The build fails at the seam and the rice. A wet rice straight off the pot weeps clear liquid into the salsa and the wrap goes to mush within ten minutes; the kitchen reserves it on a steam tray with a slotted spoon to bleed off the surface moisture. Beans run too liquid and the seam blows on the second bite; refried beans are denser by default, while whole pinto beans need to be drained before they go in. The meat has to be cut small enough to spread evenly down the central line, because a single chunk of carne asada in the middle of a foot-long burrito creates a hot spot and the rest of the bite is rice. Salsa is the easiest piece to overdo: a heavy ladle floods the cylinder and the foil pools at the bottom; a measured spoon threaded through the line seasons each bite.

The cylinder is sealed and goes out in a half-peeled foil sleeve over the counter to the eater. The first bite breaks the tortilla, hot and slightly chewy, and inside the rice is dry enough to read separately while the beans are wet and creamy against it. The crema and the guacamole arrive as cool counterpoints to the warmed meat, and the salsa carries an acid pulse a beat behind the chew. The foil stays in the hand the whole way through, peeled down two inches at a time as the cylinder shrinks, and the last three inches are eaten faster because the bottom seam is finally weakening despite all the foil and the rice and the rolling can do.

--------------------------------

* ACTIONS TO TAKE
A: According to the burrito passage, why does the meat have to be cut small? Answer in one to three sentences.
B: Write a continuation of the burrito passage, starting after its final sentence.

Source records:
--------------------------------

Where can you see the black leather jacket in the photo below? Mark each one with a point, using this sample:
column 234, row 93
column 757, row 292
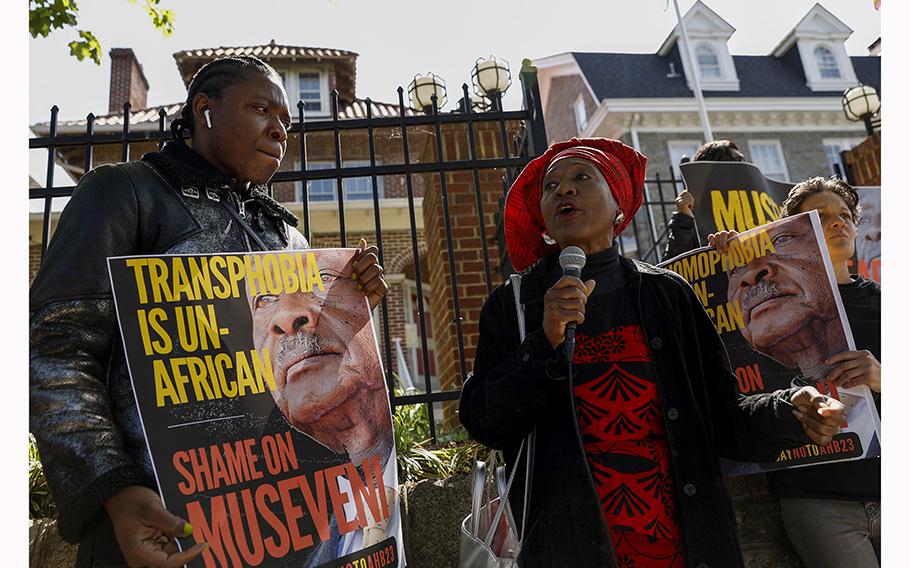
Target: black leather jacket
column 82, row 409
column 512, row 390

--------------------------------

* RESPONSES TO THE TASKS
A: The meat is cut small so it spreads evenly down the central line. A single chunk of carne asada in the middle of a foot-long burrito creates a hot spot, and the rest of the bite is only rice.

B:
The Mission grammar is specific. Super means the works: rice, beans, meat, cheese, salsa, sour cream, guacamole, all in. Regular drops the sour cream and the guacamole; vegetarian drops the meat. The protein order runs carne asada, al pastor, carnitas, pollo, lengua, suadero, chile relleno; the protein is chosen first and the rest of the build follows. Bean choice is a pinto or black call. Salsa choice is roja, verde, or pico, sometimes all three. The taqueria walls run with mural-style menu boards in Spanish, the line stays steady on weekday lunches, and the foil-wrapped cylinders come across the counter in unbroken sequence for the duration of service.

The variations are mostly fillings or a regional fork. The wet burrito sets the cylinder in a baking dish and ladles enchilada sauce and melted cheese over the outside, turning it knife-and-fork. The breakfast burrito swaps the proteins for chorizo and egg and potato. The California burrito, down the coast in San Diego, adds french fries inside the wrap and is a separate sandwich in its own right rather than a Mission variant. The chimichanga is a deep-fried burrito and a different cooking technique. The closest siblings are the torta on a roll and the quesadilla on a folded tortilla, both Mexican-American hand foods that solve the portability problem with different breads.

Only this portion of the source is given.